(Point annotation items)
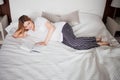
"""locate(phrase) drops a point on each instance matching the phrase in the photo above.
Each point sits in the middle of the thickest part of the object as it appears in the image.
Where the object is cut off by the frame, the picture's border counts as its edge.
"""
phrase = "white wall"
(35, 7)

> **Objective**
Copy out every item above word for word, omitting the pictures.

> **The output**
"""locate(phrase) drops a point on each instance matching the phrase in the photo above.
Each point sits in the middle of the thickest part of the object as it appears in the image.
Where the object is cut off by the frame, the picture's border counts as its edge.
"""
phrase = "white wall"
(35, 7)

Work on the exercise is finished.